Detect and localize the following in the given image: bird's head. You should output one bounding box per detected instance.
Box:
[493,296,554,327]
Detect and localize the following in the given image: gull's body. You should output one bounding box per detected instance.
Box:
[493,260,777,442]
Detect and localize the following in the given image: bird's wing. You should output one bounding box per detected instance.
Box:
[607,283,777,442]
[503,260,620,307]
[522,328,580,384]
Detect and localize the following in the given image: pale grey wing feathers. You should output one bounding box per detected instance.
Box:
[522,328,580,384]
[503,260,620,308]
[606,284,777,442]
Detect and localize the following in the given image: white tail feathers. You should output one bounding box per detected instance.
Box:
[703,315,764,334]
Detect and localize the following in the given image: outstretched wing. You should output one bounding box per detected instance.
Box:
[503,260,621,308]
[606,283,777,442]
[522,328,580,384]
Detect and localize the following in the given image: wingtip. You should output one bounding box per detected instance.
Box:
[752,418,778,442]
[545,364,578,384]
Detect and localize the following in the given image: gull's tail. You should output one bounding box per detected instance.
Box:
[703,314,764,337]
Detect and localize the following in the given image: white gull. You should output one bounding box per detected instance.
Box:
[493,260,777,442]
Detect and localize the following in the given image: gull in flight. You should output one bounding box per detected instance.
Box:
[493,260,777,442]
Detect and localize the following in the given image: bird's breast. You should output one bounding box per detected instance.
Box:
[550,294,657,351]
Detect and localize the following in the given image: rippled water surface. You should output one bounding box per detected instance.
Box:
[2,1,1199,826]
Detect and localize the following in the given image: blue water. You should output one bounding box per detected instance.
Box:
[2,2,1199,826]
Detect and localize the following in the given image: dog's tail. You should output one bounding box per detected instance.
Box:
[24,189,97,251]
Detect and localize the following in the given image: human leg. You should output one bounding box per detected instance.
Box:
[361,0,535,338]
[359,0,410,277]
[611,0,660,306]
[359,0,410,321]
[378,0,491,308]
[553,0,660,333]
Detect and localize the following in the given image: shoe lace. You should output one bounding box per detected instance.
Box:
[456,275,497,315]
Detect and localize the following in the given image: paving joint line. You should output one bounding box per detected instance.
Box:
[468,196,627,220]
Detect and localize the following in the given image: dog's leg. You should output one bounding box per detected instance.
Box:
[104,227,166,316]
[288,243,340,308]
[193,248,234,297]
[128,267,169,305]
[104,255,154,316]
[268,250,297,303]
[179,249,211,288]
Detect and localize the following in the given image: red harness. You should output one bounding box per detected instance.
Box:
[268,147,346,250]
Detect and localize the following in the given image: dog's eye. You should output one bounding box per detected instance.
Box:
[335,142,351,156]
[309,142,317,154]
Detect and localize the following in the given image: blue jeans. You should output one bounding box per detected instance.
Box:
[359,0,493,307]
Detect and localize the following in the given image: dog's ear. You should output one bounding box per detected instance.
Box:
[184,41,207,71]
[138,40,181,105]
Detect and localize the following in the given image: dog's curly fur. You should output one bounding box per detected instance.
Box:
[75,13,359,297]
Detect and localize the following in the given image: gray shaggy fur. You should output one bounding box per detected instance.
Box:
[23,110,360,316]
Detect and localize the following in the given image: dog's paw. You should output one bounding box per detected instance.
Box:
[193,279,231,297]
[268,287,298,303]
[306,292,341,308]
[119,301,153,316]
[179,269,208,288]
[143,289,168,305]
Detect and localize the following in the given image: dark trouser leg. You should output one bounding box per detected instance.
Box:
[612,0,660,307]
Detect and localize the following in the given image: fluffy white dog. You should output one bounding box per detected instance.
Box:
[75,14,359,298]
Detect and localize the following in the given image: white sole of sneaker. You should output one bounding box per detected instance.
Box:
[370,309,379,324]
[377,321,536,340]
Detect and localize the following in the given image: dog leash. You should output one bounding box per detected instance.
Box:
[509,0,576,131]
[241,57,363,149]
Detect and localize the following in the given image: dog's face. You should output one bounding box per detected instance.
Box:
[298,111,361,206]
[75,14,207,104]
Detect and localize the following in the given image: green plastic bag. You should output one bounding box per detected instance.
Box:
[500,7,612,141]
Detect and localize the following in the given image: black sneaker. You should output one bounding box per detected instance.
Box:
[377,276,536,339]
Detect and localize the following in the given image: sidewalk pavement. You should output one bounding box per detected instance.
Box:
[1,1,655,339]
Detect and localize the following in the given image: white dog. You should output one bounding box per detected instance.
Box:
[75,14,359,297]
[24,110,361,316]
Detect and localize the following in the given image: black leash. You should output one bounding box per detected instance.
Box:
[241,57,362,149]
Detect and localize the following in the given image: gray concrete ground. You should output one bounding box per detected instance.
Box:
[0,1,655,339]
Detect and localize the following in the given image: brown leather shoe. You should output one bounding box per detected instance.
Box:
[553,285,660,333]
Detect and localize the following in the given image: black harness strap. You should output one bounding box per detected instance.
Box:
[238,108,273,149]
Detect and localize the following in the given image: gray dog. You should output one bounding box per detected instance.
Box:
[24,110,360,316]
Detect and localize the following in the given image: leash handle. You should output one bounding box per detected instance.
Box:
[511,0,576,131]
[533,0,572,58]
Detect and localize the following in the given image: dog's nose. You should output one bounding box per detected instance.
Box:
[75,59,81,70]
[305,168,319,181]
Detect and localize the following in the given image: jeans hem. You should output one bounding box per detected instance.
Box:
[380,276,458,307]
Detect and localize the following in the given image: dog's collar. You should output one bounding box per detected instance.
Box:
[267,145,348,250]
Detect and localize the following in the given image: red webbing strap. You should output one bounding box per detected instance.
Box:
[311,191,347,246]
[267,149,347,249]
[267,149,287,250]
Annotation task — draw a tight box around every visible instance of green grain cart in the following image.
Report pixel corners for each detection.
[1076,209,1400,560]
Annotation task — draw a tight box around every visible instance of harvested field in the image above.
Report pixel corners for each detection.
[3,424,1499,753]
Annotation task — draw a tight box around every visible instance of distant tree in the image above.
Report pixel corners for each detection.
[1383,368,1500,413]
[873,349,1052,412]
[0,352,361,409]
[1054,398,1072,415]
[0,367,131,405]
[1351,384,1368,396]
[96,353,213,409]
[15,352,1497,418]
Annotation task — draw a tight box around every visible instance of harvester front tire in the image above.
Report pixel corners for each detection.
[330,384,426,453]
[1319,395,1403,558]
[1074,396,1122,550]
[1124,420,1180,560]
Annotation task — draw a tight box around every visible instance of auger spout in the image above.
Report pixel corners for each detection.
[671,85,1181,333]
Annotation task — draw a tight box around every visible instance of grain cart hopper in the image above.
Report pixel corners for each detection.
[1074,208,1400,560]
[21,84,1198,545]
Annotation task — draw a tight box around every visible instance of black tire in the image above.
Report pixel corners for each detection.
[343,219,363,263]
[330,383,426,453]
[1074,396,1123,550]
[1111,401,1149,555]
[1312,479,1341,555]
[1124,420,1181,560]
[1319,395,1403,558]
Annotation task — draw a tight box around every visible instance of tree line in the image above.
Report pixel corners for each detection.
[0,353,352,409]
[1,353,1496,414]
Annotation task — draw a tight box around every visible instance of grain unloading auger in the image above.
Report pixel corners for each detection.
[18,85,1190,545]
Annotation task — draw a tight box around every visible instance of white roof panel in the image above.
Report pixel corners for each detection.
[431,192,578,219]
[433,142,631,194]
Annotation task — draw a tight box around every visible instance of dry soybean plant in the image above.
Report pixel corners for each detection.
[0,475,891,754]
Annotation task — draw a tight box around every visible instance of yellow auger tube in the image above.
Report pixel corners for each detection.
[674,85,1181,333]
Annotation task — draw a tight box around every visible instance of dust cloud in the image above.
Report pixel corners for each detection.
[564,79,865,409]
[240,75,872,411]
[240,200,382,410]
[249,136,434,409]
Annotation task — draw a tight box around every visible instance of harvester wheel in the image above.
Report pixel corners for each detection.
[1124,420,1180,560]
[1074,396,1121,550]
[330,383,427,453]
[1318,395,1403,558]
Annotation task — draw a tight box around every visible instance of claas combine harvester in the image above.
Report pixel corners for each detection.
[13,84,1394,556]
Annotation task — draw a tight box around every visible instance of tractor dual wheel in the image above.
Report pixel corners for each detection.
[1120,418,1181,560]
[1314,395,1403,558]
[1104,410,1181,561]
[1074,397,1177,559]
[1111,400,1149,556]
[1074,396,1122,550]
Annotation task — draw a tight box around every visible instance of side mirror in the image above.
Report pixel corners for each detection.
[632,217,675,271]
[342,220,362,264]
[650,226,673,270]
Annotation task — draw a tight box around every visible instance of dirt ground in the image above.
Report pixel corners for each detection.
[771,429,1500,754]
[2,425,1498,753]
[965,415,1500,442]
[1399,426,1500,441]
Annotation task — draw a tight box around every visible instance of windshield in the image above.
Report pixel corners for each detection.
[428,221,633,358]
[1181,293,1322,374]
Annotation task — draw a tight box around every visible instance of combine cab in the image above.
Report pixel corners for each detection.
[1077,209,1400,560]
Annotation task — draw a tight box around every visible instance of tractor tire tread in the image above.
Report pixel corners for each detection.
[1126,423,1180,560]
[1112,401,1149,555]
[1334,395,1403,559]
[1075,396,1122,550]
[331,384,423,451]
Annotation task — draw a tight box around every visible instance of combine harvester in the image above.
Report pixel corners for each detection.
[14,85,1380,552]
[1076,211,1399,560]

· · ·

▶ [YOUR INSTRUCTIONS] State the number of lines in the data that include the string "blue", and add nothing else.

▶ [ANSWER FOR THE TASK] 2